● Supplied data:
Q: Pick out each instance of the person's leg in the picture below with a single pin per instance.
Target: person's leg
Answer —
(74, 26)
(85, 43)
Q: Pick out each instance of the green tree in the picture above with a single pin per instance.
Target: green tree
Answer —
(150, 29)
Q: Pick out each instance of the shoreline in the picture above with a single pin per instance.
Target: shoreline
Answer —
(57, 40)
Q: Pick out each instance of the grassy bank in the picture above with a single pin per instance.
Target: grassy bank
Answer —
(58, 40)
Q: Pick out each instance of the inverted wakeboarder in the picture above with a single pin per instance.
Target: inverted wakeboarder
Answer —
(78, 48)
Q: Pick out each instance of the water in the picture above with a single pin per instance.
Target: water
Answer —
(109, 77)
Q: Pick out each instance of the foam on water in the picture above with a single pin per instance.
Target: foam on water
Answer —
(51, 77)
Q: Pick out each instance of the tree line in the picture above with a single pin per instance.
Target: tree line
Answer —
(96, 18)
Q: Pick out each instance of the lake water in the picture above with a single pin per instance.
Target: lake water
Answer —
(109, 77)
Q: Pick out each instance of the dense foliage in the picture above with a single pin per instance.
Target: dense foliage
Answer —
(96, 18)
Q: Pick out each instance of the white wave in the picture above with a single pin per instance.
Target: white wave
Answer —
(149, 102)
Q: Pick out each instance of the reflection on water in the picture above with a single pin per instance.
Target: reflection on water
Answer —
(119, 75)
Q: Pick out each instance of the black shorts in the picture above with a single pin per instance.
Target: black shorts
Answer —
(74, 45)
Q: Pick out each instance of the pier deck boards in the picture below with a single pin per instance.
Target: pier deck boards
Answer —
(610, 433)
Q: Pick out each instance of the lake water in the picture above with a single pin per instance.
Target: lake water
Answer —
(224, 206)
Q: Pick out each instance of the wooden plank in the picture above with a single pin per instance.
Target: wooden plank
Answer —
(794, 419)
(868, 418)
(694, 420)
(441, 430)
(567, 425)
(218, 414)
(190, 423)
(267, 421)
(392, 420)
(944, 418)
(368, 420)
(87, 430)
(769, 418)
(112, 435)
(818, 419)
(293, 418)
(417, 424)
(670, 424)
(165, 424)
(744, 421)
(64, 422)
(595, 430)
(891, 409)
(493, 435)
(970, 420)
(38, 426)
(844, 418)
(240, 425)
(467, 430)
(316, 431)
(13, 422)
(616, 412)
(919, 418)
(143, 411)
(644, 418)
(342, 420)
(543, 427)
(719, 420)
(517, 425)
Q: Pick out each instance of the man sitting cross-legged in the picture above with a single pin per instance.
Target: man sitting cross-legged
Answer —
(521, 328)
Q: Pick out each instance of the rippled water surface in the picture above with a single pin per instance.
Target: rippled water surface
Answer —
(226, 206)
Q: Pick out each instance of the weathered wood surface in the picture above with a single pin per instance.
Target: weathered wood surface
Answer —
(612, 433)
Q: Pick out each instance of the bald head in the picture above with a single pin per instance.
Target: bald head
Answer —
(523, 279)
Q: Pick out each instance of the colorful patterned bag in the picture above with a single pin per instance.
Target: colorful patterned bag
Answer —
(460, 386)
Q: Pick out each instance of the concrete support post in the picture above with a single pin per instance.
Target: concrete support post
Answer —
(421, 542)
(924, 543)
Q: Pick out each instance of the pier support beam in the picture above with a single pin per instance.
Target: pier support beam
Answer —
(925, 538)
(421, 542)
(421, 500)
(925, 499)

● Directions for this task:
Show the lines where the word "shoreline" appears in the entries.

● Solution:
Q: Pick out each instance of the shoreline in the picture above with a single pin per instance.
Target: shoreline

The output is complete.